▶ **EXERCISE INSTRUCTIONS**
(1) Using the keynote page on the social value of art, answer each question:
(a) Which philosopher's ideas does the talk draw upon, and how does the page describe him?
(b) Which press will publish Dewey for Artists, and in what year?
(c) Which institute does Mary Jane Jacob direct?
(2) Could you extend the keynote page on the social value of art beyond its last sentence?

▶ **DOCUMENT PASSAGE**
• • • • •

Daily Schedule
Themes
Keynote Speeches
The Social Value of Art: Drawing from Dewey
Mary Jane Jacob
In this talk Mary Jane Jacob will examine the value of art as a social practice. Drawing upon ideas expressed a century ago by American philosopher John Dewey, she will reveal how art plays a role in both individual and social development that is necessary for a democratic society to exist. And like Dewey, for whom theory and practice knew no separation, Jacob will ground this point in the work of artists and her own curatorial practice, exposing the nuanced way in which art is both created and experienced, and how it can contribute to social change.
In the early nineties Jacob pioneered public, site-specific, and socially engaged art, followed by five anthologies over the last dozen years, ranging from Buddha Mind in Contemporary Art to the Chicago Social Practice History Series. Her new book, Dewey for Artists, will be published by the University of Chicago Press in 2018. Professor at the School of the Art Institute of Chicago, she also directs the School’s Institute for Curatorial Research and Practice.

• • • • •

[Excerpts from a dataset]
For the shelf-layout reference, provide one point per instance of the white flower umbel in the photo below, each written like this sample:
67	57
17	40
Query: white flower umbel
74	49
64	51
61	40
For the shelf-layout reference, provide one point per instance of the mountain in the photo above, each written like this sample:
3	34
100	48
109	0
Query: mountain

• • • • •

▶ **ANSWERS IN ORDER**
(1)
(a) John Dewey, described as an American philosopher who expressed the ideas a century ago.
(b) The University of Chicago Press, in 2018.
(c) The School's Institute for Curatorial Research and Practice at the School of the Art Institute of Chicago.

(2)
Cape Town’s Infecting the City Public Art Festival: Temporal forms in the making of place for elusive and indeterminate futures
Jay Pather
Cape Town was the International Winner of Trip Advisor Travelers Choice Awards, the top of the New York Times' and the Guardian’s lists of best cities, the “Fourth Top City in the World” by the Travel and Leisure Awards and the “Best Destination in Africa” by the World Tourism Awards. The city is also the site of abject poverty, racial clashes, civic strife and violent incidents of xenophobia. Caught in a range of notions over its natural beauty and its unassailable truth as a divided city, Cape Town’s contradictions and paradoxes are often richly explored in public art and performance. In this lecture, Jay Pather will focus on the temporary unmaking and remaking of place as a recurrent theme of the public art festival Infecting the City, to examine issues of representation, lack of ownership by citizenry, and temporal forms as political acts.
On looking – Art, Liminality and Perception in Successful Place-making
John Aiken
The reasons why a public space is considered successful are complex, multilayered and highly subjective, rather like an individual of societal sense of what ‘well-being’ means.
Art has consistently played an overt and/or covert role in enhancing and/or subverting established concepts of what constitutes successful public space and how it is perceived.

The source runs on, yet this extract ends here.